• [Exercise aim]: Rewrite the listing from the line containing "For the benchmark, mark every instance of the man standing" through the end of the listing, keeping the requests and their sample points unchanged but multiplying every x and y coordinate in the answer points by 1.15, rounded to whole numbers with halves rounded up. Give only those lines, and leave out the pictures.

• [Data for processing]:
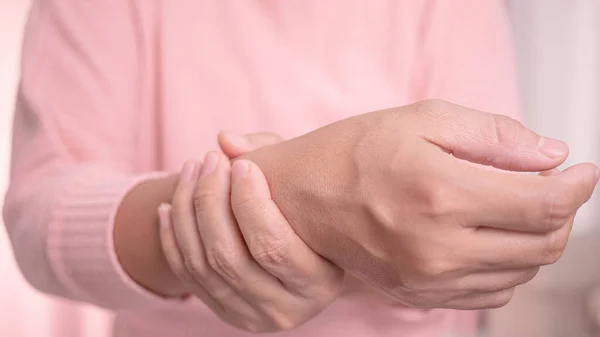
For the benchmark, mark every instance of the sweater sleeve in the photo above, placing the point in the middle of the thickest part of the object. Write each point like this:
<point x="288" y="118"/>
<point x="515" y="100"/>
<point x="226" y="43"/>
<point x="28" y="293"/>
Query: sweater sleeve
<point x="80" y="131"/>
<point x="466" y="55"/>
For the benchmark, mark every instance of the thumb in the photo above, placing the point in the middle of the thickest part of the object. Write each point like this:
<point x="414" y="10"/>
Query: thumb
<point x="490" y="139"/>
<point x="235" y="144"/>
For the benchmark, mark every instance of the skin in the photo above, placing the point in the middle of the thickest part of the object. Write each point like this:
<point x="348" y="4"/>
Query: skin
<point x="400" y="199"/>
<point x="237" y="267"/>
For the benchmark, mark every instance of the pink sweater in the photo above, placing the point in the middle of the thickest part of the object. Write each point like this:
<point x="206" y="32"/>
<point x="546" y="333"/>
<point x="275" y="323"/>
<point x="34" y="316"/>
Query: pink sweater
<point x="113" y="92"/>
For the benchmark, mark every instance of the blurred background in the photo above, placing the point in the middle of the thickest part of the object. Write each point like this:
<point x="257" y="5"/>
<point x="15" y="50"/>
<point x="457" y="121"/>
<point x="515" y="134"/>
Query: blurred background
<point x="558" y="50"/>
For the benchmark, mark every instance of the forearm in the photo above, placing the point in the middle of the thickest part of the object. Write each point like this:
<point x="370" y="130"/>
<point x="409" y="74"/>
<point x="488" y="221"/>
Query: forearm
<point x="136" y="237"/>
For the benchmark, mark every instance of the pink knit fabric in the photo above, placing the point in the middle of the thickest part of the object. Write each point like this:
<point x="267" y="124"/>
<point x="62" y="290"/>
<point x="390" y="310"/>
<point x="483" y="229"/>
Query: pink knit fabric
<point x="114" y="92"/>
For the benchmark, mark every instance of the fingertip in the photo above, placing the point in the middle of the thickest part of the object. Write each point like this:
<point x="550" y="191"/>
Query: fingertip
<point x="235" y="141"/>
<point x="239" y="170"/>
<point x="249" y="179"/>
<point x="553" y="148"/>
<point x="164" y="215"/>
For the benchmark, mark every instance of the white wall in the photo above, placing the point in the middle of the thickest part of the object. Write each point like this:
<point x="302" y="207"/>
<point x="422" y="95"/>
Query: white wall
<point x="559" y="53"/>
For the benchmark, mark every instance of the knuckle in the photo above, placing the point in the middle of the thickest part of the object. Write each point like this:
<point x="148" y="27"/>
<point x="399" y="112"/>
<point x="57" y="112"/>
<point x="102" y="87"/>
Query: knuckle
<point x="284" y="323"/>
<point x="434" y="108"/>
<point x="529" y="275"/>
<point x="555" y="211"/>
<point x="270" y="250"/>
<point x="501" y="299"/>
<point x="427" y="271"/>
<point x="249" y="205"/>
<point x="554" y="248"/>
<point x="225" y="261"/>
<point x="194" y="265"/>
<point x="204" y="198"/>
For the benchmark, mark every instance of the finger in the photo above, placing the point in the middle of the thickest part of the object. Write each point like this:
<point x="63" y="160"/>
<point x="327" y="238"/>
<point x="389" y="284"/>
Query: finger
<point x="526" y="203"/>
<point x="191" y="245"/>
<point x="225" y="248"/>
<point x="489" y="139"/>
<point x="491" y="300"/>
<point x="494" y="281"/>
<point x="176" y="262"/>
<point x="493" y="249"/>
<point x="234" y="144"/>
<point x="272" y="241"/>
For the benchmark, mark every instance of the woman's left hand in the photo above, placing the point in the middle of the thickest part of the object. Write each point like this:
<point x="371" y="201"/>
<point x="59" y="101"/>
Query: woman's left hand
<point x="228" y="242"/>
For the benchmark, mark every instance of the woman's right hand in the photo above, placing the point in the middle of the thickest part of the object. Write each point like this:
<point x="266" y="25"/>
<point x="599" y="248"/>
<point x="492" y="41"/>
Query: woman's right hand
<point x="396" y="198"/>
<point x="229" y="244"/>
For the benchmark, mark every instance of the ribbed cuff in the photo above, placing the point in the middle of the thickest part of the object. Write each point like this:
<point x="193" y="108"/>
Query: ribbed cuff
<point x="80" y="241"/>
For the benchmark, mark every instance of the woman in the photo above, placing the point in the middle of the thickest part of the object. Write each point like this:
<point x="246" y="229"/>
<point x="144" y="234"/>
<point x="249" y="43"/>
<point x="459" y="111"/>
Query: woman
<point x="115" y="95"/>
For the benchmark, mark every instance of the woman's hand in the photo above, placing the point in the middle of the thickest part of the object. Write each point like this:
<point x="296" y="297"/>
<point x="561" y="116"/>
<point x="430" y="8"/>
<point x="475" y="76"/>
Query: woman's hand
<point x="394" y="197"/>
<point x="229" y="244"/>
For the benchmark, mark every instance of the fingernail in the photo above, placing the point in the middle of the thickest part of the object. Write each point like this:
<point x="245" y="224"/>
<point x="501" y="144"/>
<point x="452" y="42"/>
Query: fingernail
<point x="187" y="173"/>
<point x="238" y="140"/>
<point x="553" y="148"/>
<point x="239" y="171"/>
<point x="164" y="218"/>
<point x="210" y="163"/>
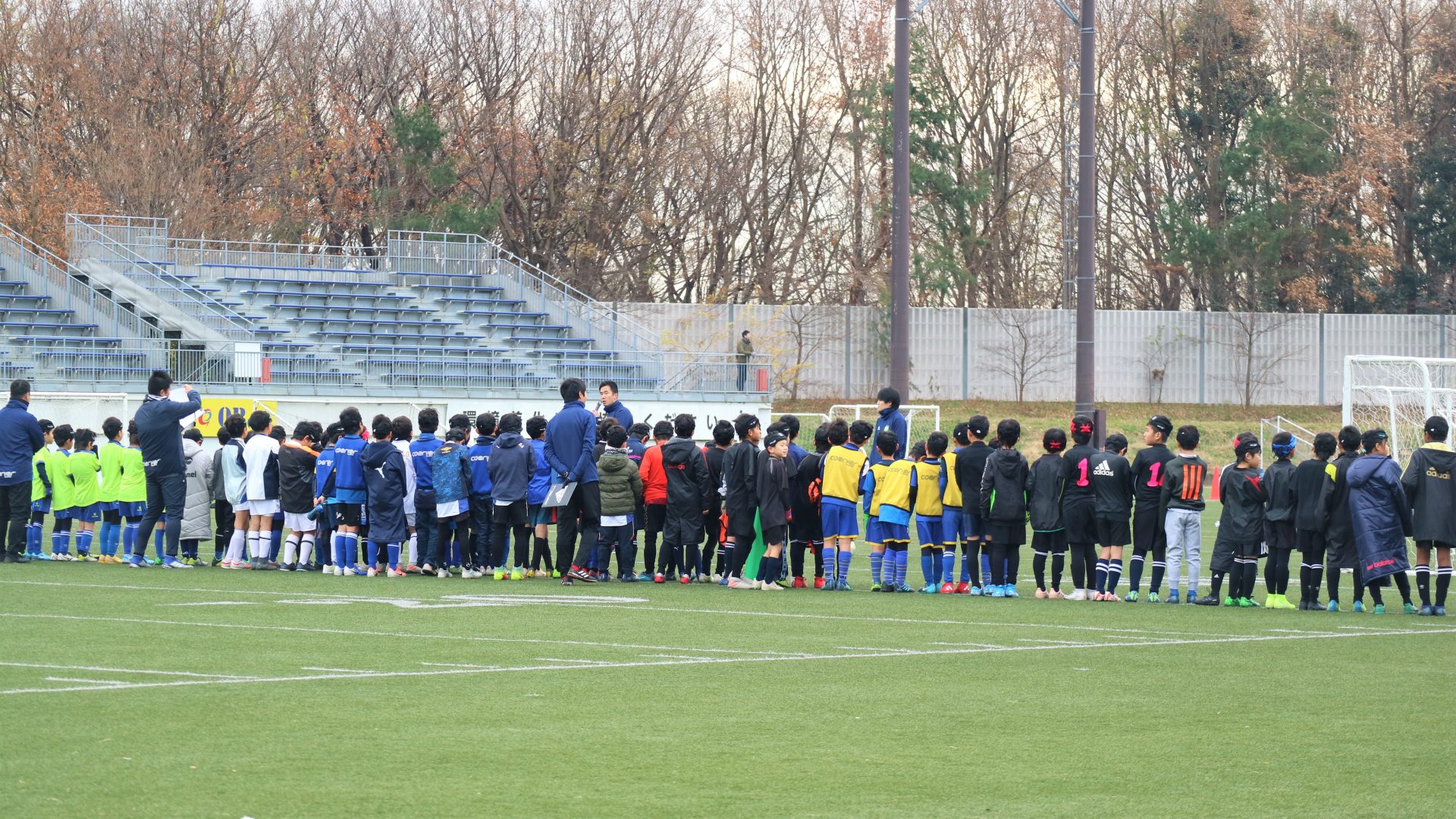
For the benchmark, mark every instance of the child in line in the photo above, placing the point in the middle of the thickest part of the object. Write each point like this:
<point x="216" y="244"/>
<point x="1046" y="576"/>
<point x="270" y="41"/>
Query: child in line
<point x="1049" y="534"/>
<point x="1183" y="513"/>
<point x="805" y="528"/>
<point x="929" y="507"/>
<point x="688" y="491"/>
<point x="889" y="500"/>
<point x="41" y="491"/>
<point x="1429" y="485"/>
<point x="63" y="494"/>
<point x="1003" y="504"/>
<point x="1147" y="522"/>
<point x="86" y="509"/>
<point x="384" y="491"/>
<point x="772" y="490"/>
<point x="197" y="512"/>
<point x="1279" y="532"/>
<point x="1112" y="491"/>
<point x="1079" y="509"/>
<point x="620" y="485"/>
<point x="1241" y="525"/>
<point x="109" y="458"/>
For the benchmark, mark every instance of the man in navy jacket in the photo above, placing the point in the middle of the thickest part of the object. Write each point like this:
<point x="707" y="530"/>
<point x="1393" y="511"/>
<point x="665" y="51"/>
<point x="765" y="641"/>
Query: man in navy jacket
<point x="20" y="439"/>
<point x="159" y="430"/>
<point x="571" y="436"/>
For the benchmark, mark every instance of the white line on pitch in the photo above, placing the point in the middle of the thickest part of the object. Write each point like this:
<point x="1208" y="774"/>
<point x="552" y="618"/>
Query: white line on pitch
<point x="580" y="665"/>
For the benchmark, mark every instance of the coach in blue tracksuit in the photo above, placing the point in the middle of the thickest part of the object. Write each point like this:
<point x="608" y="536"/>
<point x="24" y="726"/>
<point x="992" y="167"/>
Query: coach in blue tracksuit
<point x="571" y="436"/>
<point x="159" y="430"/>
<point x="20" y="439"/>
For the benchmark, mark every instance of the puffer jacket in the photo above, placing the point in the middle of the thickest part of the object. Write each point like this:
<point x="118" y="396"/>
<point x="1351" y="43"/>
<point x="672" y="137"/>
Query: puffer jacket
<point x="1379" y="516"/>
<point x="452" y="472"/>
<point x="197" y="516"/>
<point x="1432" y="491"/>
<point x="620" y="484"/>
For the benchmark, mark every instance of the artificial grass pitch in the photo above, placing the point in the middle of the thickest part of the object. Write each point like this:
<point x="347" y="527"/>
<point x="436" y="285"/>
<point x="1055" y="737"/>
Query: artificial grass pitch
<point x="210" y="692"/>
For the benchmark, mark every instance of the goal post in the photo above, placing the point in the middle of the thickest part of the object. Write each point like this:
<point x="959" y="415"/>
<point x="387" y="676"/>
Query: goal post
<point x="1398" y="394"/>
<point x="921" y="419"/>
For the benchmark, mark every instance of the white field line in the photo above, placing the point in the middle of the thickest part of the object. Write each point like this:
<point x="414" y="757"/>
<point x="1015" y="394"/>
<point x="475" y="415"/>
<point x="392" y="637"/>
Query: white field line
<point x="406" y="635"/>
<point x="712" y="661"/>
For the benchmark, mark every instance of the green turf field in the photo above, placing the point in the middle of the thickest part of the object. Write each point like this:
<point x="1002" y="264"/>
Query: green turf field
<point x="210" y="692"/>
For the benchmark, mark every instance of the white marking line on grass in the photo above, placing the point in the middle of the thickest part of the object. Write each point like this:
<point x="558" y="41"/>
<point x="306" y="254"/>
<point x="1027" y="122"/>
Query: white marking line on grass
<point x="580" y="665"/>
<point x="408" y="635"/>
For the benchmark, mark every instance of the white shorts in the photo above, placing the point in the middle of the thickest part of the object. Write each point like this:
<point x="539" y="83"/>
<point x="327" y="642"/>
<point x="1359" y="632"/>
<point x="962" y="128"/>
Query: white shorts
<point x="299" y="522"/>
<point x="452" y="509"/>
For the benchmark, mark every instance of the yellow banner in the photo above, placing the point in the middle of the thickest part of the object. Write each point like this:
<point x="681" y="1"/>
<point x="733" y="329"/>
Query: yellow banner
<point x="216" y="411"/>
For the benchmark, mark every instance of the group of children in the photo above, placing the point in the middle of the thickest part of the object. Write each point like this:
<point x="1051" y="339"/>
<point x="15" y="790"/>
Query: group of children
<point x="384" y="500"/>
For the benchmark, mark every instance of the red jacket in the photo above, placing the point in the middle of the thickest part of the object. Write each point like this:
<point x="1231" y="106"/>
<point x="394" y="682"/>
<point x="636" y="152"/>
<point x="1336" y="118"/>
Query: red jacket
<point x="654" y="480"/>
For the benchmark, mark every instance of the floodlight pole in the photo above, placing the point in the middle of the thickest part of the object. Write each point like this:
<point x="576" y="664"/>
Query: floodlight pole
<point x="1087" y="213"/>
<point x="900" y="210"/>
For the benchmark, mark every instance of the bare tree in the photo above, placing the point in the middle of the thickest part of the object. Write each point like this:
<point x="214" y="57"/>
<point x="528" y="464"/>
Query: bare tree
<point x="1033" y="347"/>
<point x="1253" y="343"/>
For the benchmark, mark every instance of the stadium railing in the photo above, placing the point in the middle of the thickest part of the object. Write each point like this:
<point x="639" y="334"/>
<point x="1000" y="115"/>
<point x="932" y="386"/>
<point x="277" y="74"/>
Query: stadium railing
<point x="50" y="275"/>
<point x="89" y="241"/>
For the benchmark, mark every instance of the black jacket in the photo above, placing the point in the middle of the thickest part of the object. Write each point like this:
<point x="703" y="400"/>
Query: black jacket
<point x="1312" y="487"/>
<point x="688" y="484"/>
<point x="1432" y="493"/>
<point x="1244" y="497"/>
<point x="970" y="468"/>
<point x="296" y="477"/>
<point x="1337" y="502"/>
<point x="772" y="488"/>
<point x="1078" y="463"/>
<point x="1279" y="483"/>
<point x="1044" y="483"/>
<point x="1003" y="487"/>
<point x="742" y="497"/>
<point x="1111" y="485"/>
<point x="1149" y="471"/>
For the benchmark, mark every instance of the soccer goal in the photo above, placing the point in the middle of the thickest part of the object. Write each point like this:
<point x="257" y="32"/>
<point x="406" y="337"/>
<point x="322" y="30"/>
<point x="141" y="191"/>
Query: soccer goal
<point x="1398" y="394"/>
<point x="921" y="419"/>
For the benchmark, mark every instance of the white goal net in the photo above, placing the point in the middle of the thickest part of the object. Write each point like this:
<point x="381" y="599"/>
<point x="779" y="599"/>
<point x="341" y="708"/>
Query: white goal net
<point x="1398" y="394"/>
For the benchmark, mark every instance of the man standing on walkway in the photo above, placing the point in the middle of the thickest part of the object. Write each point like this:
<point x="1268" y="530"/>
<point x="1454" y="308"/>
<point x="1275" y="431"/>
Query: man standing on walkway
<point x="571" y="436"/>
<point x="20" y="439"/>
<point x="745" y="353"/>
<point x="159" y="431"/>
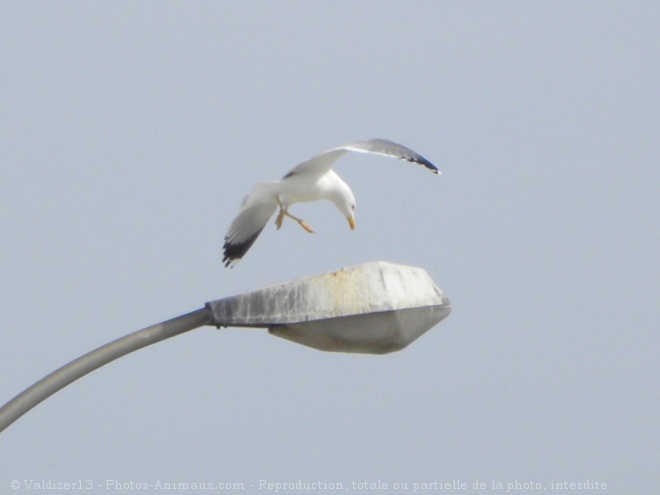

• [Complete response]:
For the benchmark, mark every instance of the man standing on walkway in the photo above, placing the point in the middle of the thickest part of the object. Write each point like this:
<point x="1268" y="530"/>
<point x="1454" y="308"/>
<point x="1275" y="431"/>
Query: man standing on walkway
<point x="657" y="501"/>
<point x="23" y="505"/>
<point x="857" y="406"/>
<point x="183" y="496"/>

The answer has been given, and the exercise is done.